▸ Records shown:
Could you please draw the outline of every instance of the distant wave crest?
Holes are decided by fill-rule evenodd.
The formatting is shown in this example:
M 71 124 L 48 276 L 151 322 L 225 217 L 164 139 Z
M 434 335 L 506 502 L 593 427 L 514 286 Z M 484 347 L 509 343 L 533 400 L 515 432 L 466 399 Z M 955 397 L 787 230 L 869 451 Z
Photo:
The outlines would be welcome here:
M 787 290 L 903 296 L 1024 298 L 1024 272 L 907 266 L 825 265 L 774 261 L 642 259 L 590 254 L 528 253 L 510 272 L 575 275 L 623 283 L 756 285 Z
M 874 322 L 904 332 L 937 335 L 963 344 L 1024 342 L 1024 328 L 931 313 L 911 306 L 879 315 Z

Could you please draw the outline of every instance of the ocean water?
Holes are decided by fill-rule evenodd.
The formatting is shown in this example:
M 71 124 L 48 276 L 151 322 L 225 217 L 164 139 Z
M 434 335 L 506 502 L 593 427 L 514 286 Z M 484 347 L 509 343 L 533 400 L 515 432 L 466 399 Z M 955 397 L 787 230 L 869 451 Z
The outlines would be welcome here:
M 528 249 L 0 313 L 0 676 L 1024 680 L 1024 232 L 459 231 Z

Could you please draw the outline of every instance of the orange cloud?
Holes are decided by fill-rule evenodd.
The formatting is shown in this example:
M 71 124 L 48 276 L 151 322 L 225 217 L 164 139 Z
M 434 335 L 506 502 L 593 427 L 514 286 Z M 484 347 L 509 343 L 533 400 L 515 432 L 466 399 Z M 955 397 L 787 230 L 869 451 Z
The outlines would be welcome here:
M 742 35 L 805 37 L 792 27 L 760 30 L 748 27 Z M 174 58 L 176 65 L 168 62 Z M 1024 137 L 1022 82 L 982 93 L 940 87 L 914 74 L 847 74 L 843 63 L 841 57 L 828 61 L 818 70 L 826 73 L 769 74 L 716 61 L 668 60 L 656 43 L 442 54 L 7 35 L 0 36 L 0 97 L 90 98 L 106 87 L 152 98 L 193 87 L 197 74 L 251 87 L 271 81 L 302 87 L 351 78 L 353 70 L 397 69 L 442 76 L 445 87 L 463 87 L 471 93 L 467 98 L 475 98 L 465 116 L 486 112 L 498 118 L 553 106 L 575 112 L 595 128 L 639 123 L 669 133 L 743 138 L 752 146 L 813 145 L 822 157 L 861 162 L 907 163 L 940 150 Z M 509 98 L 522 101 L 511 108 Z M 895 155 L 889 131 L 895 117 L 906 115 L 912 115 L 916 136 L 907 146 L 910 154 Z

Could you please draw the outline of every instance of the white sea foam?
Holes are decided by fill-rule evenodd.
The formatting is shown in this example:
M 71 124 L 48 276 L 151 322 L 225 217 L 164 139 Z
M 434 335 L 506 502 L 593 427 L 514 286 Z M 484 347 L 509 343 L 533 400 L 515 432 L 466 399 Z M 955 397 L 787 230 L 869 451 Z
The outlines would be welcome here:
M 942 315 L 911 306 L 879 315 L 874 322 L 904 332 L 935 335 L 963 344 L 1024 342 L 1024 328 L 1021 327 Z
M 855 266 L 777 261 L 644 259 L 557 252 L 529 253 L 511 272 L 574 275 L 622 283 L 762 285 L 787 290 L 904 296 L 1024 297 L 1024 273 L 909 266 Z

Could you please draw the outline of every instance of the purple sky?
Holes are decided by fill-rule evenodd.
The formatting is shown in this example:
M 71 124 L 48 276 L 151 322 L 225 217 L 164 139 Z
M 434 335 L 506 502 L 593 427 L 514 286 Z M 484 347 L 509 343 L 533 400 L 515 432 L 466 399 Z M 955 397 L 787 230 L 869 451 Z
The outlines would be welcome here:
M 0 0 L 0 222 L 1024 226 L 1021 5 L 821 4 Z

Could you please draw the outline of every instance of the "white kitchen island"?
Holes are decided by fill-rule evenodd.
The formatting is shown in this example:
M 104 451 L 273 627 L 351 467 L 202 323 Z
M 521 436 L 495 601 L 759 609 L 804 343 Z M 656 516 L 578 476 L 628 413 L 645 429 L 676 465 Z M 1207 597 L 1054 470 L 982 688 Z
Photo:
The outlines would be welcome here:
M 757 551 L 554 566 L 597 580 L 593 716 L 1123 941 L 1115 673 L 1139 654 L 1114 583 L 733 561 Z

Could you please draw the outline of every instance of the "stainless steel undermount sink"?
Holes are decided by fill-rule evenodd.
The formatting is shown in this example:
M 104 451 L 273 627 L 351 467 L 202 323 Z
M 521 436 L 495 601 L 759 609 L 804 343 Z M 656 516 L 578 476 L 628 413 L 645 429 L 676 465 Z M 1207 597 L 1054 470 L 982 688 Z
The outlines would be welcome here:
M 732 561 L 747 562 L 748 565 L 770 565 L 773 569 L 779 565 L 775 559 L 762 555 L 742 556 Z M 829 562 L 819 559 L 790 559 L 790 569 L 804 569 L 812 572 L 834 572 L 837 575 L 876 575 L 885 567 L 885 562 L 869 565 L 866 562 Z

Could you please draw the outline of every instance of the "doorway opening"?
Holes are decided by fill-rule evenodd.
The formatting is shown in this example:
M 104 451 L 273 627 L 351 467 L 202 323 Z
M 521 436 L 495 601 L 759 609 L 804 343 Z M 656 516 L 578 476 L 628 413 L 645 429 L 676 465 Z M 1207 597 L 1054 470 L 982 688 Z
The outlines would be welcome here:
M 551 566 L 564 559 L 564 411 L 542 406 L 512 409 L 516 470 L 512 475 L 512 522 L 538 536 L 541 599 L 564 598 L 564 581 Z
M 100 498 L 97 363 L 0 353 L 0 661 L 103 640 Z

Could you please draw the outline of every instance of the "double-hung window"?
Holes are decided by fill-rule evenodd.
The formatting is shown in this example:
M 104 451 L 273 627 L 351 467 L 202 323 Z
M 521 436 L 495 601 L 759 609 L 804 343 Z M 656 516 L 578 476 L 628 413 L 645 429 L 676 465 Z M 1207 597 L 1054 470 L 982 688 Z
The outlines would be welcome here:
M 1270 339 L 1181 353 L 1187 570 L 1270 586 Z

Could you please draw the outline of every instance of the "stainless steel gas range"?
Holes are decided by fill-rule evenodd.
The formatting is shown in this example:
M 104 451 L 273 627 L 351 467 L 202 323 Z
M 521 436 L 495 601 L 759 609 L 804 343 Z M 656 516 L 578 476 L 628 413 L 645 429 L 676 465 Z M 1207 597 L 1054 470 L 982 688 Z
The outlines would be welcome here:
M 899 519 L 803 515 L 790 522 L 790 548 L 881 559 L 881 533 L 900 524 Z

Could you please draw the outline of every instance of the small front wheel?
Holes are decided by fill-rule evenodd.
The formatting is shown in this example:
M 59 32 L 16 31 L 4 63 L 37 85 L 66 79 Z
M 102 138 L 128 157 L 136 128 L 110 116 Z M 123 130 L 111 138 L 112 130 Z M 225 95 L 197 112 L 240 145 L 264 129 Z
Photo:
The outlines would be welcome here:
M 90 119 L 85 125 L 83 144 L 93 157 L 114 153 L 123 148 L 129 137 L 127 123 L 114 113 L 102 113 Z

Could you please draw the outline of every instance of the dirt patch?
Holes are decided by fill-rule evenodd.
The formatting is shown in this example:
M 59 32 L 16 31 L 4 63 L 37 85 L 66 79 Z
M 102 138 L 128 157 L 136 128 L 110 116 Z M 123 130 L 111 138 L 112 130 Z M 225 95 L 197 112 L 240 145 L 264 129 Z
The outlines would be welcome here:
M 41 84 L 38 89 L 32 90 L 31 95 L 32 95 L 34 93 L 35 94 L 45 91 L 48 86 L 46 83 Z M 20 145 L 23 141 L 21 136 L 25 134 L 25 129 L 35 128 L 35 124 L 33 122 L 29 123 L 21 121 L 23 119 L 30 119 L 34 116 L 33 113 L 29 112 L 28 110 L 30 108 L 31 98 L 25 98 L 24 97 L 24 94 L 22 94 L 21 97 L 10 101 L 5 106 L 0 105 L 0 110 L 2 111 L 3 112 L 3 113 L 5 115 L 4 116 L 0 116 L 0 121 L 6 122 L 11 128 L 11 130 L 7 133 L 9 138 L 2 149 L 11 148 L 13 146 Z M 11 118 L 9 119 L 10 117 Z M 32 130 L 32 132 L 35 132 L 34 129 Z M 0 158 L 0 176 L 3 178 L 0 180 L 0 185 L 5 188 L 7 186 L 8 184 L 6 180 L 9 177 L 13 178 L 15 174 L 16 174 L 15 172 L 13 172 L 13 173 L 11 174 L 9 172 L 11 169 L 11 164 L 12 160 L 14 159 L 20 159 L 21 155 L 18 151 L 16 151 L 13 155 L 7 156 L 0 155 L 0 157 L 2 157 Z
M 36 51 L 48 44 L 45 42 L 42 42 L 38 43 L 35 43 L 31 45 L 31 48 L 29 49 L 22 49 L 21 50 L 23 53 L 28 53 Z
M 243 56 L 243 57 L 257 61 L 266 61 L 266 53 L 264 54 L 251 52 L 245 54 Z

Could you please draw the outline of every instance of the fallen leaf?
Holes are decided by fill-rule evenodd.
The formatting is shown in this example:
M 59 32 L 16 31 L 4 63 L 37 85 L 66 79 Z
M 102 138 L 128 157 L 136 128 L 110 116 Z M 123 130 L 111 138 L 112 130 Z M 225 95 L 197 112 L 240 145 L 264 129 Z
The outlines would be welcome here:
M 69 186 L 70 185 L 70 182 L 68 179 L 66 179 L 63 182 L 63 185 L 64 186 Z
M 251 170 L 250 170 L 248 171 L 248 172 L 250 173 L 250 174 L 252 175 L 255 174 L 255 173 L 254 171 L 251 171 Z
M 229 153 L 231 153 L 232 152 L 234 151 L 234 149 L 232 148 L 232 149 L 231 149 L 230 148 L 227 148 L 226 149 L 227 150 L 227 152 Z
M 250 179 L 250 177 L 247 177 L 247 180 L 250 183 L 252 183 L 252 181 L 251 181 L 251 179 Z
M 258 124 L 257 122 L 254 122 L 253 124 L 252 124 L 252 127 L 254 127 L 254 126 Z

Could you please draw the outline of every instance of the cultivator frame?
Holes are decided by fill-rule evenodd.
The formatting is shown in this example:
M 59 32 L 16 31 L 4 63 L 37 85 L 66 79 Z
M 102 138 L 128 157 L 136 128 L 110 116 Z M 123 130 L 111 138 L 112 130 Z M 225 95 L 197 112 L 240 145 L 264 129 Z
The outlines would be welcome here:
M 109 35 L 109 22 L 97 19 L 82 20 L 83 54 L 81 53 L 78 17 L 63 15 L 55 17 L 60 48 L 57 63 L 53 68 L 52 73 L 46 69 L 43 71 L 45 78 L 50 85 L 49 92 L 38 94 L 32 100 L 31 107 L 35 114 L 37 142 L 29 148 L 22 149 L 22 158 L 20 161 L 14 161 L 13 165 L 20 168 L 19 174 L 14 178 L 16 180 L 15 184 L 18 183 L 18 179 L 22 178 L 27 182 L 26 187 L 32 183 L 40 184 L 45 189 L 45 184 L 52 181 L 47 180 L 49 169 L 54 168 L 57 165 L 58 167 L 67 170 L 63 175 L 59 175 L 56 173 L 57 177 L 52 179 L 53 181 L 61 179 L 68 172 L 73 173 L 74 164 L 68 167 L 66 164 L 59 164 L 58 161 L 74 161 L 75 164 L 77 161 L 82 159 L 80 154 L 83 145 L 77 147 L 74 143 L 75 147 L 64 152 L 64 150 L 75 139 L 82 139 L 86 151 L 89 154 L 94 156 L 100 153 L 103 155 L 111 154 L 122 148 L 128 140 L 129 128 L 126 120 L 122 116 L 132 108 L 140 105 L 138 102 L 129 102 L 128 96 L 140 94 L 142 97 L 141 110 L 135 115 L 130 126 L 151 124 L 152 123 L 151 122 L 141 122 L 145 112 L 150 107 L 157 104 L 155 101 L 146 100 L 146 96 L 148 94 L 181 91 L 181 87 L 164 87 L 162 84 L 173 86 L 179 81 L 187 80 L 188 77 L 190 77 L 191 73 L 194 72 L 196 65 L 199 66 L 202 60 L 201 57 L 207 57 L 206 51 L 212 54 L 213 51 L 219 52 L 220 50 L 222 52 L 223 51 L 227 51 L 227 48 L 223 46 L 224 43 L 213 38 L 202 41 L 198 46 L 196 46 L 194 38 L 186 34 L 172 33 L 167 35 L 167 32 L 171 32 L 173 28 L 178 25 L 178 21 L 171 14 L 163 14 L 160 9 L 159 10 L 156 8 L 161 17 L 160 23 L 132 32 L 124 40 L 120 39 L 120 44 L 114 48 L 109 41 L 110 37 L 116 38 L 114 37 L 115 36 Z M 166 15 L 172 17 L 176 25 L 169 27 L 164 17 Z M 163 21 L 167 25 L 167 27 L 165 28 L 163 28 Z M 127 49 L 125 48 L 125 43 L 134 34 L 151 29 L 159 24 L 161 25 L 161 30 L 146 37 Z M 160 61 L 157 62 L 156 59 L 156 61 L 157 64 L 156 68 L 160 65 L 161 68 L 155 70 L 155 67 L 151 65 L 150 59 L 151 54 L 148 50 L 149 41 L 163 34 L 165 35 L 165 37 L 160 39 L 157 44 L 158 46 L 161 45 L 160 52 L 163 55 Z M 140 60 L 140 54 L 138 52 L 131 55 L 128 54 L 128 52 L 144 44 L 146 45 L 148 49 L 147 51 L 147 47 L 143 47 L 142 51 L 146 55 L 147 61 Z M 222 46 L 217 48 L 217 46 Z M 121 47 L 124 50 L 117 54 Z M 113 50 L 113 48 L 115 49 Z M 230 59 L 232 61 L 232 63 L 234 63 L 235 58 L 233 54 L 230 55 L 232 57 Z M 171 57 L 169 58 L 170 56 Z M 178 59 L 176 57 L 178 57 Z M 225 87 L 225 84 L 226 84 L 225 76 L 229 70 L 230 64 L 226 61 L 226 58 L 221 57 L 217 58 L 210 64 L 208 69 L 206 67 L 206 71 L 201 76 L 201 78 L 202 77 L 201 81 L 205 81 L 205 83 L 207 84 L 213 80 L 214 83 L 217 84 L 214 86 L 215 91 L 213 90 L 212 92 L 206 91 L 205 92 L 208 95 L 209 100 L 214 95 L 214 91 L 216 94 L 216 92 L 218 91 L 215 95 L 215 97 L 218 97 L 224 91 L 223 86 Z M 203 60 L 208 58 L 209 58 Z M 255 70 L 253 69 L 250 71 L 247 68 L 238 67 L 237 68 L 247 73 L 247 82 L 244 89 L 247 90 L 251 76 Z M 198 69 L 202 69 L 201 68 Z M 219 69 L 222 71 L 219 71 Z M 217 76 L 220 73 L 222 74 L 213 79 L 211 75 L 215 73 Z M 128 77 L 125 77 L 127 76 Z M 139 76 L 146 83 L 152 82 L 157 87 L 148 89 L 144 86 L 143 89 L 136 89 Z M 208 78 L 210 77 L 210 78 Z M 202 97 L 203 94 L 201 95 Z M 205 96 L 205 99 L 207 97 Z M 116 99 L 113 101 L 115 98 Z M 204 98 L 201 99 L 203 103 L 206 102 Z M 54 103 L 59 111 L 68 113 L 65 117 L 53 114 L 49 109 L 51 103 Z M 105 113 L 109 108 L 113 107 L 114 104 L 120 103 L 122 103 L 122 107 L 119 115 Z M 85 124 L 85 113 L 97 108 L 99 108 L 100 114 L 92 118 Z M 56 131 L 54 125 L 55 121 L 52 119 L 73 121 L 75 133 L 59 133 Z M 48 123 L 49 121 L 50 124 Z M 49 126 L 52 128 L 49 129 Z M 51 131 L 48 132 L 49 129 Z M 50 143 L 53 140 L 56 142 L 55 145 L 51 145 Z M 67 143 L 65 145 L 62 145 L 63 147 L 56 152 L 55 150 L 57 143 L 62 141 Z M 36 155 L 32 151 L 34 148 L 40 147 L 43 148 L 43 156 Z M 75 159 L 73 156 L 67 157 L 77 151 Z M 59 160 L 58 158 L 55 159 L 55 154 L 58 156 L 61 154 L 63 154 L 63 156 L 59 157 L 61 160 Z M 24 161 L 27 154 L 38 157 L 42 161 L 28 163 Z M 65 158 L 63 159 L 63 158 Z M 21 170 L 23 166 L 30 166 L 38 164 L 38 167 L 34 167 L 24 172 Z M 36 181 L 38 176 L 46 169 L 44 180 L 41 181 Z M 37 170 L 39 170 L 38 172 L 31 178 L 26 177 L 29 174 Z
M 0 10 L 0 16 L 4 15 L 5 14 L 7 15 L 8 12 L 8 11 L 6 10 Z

▸ Work required:
Return the lines of the data from the line with "the fallen leaf?" up to and including the line with "M 258 124 L", copied without any change.

▸ Response to this exercise:
Could you please draw the outline of every instance of the fallen leaf?
Holes are decided by fill-rule evenodd.
The formatting is shown in this example:
M 59 32 L 16 31 L 4 63 L 37 85 L 66 79 Z
M 102 138 L 128 157 L 136 128 L 110 116 Z M 123 130 L 111 138 L 112 130 Z M 225 95 L 197 112 L 240 145 L 264 129 Z
The outlines would be welcome here:
M 69 186 L 70 185 L 70 182 L 68 179 L 66 179 L 63 182 L 63 185 L 64 186 Z
M 251 170 L 250 170 L 248 171 L 248 172 L 250 173 L 250 174 L 252 175 L 255 174 L 255 173 L 254 171 L 251 171 Z
M 229 153 L 231 153 L 232 152 L 234 151 L 234 149 L 232 148 L 232 149 L 231 149 L 230 148 L 227 148 L 226 149 L 227 150 L 227 152 Z
M 250 179 L 250 177 L 247 177 L 247 180 L 250 183 L 252 183 L 252 181 L 251 181 L 251 179 Z
M 258 124 L 257 122 L 254 122 L 253 124 L 252 124 L 252 127 L 254 127 L 254 126 Z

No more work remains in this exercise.